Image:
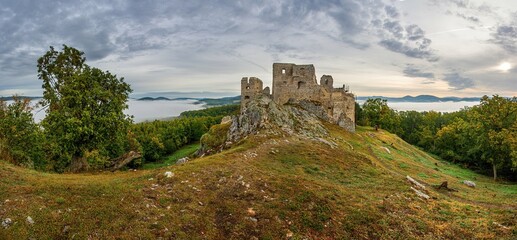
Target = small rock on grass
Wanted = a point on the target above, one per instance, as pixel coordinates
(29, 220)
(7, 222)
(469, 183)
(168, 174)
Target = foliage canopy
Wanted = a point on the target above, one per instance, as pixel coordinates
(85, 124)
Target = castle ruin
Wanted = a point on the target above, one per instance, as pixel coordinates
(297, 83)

☆ ☆ ☆ ☆

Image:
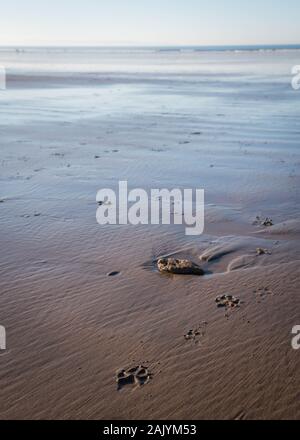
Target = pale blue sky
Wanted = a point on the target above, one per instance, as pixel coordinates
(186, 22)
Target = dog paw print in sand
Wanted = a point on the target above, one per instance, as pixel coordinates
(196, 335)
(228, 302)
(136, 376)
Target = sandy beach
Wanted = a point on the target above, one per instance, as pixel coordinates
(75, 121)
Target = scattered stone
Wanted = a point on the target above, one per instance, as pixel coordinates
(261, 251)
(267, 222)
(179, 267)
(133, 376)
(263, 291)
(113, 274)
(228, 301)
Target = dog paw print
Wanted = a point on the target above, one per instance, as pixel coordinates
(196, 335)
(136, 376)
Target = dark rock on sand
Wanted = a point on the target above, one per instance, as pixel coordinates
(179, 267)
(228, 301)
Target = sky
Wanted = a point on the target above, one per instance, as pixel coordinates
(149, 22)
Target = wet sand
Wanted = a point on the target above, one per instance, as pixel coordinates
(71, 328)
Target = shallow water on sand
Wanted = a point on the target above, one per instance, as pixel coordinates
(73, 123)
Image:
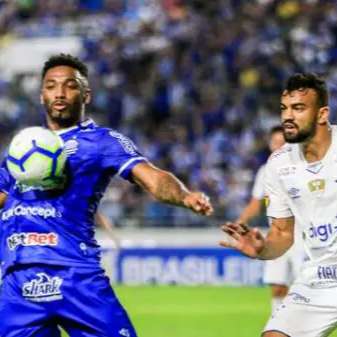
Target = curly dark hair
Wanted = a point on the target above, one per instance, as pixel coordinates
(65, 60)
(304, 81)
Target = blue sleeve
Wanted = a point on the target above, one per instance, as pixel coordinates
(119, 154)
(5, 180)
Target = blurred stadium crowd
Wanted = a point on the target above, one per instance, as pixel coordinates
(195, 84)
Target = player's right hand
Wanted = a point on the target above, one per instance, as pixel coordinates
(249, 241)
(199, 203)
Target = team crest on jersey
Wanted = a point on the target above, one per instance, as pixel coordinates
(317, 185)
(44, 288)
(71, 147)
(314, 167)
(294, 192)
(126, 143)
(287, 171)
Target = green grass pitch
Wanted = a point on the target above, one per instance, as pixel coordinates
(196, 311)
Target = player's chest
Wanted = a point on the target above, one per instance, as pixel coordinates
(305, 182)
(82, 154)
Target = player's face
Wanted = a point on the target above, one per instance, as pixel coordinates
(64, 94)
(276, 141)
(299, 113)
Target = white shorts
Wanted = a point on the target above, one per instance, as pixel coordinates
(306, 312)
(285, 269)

☆ ☆ ☆ ☆

* **EXERCISE INSTRUCTIONS**:
How many lines in the records contain the string "grass", counting only matches with the same case? Reply with the number alone.

* **EXPECTED OUTPUT**:
2